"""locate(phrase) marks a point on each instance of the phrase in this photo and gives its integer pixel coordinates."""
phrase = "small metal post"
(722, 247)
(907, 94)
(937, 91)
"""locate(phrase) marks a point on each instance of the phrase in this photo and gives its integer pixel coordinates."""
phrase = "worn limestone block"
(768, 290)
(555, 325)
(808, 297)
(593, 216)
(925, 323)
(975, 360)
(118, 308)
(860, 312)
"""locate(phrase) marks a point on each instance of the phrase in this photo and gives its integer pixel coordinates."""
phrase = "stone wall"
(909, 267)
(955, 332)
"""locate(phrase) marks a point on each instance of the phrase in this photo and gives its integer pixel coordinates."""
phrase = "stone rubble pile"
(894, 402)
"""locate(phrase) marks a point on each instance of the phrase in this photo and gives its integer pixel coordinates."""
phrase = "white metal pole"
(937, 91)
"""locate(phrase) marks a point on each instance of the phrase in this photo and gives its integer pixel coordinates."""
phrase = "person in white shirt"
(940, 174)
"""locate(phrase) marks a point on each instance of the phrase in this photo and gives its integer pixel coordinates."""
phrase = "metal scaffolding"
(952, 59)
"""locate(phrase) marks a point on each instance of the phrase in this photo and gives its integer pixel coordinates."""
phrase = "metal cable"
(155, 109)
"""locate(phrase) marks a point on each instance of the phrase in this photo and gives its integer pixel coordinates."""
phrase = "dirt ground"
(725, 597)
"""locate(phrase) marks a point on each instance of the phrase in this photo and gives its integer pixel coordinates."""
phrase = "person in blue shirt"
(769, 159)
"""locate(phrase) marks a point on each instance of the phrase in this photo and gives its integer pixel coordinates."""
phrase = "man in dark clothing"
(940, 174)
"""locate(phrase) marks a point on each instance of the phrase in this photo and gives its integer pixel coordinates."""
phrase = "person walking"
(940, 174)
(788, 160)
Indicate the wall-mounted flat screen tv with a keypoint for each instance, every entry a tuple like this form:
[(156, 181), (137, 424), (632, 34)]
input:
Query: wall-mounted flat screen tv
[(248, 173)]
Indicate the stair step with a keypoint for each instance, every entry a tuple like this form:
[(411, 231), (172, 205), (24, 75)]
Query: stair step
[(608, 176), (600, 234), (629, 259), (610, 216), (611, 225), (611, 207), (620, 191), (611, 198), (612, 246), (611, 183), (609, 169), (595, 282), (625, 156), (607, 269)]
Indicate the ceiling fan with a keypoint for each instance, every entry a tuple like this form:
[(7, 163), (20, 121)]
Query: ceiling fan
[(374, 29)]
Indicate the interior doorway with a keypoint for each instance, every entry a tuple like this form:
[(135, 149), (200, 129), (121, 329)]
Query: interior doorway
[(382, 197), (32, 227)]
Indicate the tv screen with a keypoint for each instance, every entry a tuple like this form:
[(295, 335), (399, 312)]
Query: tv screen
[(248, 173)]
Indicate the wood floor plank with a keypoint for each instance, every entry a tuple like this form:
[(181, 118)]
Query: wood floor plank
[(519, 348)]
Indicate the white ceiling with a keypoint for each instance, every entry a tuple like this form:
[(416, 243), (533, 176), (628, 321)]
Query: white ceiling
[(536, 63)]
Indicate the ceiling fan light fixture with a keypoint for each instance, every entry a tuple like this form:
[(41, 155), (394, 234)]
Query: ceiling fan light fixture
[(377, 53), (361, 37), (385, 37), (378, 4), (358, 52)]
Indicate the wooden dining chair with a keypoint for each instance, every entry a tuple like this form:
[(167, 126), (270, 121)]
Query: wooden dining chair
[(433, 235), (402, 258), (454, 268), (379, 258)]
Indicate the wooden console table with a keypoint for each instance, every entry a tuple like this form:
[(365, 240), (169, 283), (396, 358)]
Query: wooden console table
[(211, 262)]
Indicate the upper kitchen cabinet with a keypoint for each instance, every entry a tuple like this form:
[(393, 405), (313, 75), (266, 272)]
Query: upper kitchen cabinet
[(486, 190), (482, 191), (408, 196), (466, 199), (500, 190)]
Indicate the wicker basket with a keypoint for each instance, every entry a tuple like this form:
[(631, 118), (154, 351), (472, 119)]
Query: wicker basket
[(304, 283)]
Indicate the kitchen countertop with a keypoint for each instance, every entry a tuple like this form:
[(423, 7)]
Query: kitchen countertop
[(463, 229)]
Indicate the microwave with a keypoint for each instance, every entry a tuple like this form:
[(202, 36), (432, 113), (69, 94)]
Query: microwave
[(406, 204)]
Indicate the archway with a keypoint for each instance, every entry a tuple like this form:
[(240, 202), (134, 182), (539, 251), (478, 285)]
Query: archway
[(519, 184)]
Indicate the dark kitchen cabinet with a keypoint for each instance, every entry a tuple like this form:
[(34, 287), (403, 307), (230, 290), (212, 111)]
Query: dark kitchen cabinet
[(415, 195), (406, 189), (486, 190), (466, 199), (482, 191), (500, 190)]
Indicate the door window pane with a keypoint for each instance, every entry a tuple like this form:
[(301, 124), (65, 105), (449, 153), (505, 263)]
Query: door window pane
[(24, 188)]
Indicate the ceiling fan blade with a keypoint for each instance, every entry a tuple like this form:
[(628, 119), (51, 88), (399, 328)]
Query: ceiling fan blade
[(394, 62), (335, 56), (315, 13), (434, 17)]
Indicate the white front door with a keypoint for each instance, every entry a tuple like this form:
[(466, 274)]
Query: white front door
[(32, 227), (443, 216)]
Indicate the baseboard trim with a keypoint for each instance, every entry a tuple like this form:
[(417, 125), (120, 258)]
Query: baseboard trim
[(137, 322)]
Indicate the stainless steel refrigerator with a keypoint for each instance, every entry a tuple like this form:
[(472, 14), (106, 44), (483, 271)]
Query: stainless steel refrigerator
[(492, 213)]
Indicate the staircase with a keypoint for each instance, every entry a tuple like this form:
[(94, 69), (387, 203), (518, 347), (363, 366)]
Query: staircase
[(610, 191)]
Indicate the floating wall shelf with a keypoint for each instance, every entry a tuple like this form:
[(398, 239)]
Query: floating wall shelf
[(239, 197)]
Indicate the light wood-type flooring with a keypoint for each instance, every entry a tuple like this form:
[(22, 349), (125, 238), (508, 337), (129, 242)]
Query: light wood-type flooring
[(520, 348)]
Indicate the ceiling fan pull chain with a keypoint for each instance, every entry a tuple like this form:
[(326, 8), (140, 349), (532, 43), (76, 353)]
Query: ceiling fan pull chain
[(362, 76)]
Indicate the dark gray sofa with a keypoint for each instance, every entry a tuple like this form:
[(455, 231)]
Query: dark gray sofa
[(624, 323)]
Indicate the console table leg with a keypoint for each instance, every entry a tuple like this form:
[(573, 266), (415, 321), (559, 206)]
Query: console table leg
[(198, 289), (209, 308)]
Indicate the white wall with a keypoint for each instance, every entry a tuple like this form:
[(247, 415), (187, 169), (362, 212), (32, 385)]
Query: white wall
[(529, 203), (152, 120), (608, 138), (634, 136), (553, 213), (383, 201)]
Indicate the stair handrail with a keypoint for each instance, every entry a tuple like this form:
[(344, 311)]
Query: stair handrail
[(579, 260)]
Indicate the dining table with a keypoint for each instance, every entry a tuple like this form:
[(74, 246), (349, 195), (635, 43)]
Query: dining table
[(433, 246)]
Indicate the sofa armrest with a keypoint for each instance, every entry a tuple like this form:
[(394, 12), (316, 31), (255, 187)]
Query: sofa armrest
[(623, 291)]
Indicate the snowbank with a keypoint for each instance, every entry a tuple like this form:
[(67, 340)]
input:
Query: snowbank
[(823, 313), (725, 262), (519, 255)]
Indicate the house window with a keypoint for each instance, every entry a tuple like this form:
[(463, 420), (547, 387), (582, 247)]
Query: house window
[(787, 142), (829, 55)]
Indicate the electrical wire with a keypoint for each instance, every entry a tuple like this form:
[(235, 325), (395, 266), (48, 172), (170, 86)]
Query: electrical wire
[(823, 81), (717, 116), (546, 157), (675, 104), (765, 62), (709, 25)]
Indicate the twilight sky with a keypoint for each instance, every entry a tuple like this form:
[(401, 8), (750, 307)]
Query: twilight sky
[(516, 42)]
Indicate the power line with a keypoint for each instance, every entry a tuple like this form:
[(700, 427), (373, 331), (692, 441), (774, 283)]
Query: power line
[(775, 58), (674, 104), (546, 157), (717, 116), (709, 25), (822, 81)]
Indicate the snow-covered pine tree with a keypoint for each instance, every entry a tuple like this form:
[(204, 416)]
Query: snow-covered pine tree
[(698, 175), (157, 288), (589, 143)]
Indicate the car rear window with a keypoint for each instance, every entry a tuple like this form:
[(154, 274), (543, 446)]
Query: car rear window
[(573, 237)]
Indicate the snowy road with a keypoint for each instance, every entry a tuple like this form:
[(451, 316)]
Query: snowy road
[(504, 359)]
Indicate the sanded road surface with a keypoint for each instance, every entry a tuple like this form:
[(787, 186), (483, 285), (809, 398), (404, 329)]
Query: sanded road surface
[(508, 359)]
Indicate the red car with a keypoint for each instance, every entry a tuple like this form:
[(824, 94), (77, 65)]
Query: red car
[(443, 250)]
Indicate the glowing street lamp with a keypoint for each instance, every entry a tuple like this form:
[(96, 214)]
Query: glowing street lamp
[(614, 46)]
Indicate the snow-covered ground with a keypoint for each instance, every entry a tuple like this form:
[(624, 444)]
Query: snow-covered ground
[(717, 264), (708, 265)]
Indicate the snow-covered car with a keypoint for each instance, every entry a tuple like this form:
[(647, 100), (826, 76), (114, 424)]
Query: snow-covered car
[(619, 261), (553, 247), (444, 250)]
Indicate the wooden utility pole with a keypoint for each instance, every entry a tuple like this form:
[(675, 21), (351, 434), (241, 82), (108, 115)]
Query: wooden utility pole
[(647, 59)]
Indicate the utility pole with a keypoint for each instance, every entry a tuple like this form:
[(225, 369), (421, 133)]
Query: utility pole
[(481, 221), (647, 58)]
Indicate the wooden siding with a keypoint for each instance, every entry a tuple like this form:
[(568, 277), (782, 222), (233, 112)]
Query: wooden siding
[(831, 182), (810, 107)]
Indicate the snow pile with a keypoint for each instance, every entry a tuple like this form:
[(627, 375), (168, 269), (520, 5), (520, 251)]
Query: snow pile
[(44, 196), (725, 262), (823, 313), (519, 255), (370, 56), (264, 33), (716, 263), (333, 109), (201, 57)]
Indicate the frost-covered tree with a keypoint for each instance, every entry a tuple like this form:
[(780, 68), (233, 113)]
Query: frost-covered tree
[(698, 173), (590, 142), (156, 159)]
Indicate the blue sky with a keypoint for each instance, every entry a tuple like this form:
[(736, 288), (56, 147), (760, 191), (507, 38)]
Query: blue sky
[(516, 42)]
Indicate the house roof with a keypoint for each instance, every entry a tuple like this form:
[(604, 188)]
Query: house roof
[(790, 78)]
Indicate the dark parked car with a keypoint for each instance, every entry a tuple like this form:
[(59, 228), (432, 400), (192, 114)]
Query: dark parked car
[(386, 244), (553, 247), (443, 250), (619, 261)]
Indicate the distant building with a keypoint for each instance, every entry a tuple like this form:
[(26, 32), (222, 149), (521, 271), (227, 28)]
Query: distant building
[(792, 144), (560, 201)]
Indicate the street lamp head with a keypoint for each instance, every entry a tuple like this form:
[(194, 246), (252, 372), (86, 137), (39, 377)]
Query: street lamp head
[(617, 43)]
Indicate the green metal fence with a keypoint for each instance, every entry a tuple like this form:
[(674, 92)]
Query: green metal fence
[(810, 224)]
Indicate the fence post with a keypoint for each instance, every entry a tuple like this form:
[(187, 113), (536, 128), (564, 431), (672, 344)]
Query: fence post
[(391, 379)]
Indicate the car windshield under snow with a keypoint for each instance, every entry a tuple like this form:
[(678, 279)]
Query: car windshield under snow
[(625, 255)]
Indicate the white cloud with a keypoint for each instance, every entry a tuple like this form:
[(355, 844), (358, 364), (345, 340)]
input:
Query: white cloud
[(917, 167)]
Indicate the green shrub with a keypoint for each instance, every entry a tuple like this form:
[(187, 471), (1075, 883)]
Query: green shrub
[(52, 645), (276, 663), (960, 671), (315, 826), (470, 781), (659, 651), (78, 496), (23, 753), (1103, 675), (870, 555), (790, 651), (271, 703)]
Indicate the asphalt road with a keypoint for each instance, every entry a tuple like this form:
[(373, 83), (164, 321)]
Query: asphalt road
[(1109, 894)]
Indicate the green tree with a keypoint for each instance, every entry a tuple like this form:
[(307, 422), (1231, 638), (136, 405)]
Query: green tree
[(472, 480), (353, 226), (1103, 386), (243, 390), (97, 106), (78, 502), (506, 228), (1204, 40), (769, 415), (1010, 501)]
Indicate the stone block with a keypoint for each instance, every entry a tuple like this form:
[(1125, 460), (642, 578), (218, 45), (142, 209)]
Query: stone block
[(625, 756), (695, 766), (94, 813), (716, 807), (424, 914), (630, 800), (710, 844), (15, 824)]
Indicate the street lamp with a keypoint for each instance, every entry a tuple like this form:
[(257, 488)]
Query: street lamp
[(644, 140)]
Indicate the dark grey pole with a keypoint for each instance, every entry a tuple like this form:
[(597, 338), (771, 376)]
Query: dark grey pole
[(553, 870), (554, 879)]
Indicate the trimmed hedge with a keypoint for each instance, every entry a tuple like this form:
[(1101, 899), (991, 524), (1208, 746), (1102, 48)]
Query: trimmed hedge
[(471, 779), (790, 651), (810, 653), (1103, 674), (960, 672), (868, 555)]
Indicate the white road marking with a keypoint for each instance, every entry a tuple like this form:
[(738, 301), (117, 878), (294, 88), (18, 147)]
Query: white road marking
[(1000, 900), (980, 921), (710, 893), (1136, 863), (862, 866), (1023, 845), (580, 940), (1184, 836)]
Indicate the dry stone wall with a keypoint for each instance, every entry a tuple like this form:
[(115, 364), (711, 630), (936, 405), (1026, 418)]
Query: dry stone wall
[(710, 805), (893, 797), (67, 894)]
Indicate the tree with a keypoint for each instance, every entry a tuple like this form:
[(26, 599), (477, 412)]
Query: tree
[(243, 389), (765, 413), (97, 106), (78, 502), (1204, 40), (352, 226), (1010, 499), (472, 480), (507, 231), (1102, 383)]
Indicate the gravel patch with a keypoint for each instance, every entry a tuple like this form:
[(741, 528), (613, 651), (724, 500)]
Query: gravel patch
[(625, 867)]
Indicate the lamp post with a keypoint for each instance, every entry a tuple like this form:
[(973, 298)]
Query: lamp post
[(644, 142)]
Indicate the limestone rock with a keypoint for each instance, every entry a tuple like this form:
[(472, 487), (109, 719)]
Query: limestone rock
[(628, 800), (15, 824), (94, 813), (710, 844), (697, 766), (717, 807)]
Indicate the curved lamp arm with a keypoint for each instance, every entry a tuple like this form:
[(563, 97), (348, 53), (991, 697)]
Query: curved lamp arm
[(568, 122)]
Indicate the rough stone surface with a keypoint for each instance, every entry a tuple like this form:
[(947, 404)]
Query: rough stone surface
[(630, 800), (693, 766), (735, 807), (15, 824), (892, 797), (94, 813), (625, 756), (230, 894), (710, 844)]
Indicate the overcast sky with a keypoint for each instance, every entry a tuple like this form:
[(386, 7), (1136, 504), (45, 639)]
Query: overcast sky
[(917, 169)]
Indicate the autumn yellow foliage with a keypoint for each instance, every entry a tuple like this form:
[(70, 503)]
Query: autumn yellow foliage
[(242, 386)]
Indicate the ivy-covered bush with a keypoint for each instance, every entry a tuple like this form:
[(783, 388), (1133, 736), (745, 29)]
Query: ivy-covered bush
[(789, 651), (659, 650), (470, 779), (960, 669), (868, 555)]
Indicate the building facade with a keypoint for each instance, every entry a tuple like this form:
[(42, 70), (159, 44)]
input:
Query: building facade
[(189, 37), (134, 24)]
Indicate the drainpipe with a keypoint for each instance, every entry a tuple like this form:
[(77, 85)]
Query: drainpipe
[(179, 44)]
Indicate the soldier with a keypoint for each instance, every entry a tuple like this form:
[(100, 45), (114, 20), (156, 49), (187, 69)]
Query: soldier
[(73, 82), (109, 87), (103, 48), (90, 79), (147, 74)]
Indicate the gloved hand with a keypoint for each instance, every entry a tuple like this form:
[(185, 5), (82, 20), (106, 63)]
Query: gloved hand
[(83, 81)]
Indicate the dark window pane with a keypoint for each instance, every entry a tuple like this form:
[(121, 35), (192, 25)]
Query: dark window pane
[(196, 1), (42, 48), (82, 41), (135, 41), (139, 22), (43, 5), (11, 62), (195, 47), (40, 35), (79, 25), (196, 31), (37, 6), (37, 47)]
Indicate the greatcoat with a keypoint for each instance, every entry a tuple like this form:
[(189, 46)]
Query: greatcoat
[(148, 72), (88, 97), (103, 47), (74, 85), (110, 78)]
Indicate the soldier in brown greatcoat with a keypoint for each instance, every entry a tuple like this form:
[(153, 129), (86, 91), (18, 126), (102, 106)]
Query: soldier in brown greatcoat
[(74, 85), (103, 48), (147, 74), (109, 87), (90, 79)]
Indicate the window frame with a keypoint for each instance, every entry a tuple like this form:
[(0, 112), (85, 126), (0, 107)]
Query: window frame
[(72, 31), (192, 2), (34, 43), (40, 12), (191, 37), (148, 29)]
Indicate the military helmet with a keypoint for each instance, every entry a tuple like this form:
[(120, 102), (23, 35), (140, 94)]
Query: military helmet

DIRECTIONS FOR THIS TASK
In the entries, find every line holding "military" and copy it.

TASK RESPONSE
Indicate the military helmet with a keypoint for each instance, every entry a tuple like this form:
Query: military helmet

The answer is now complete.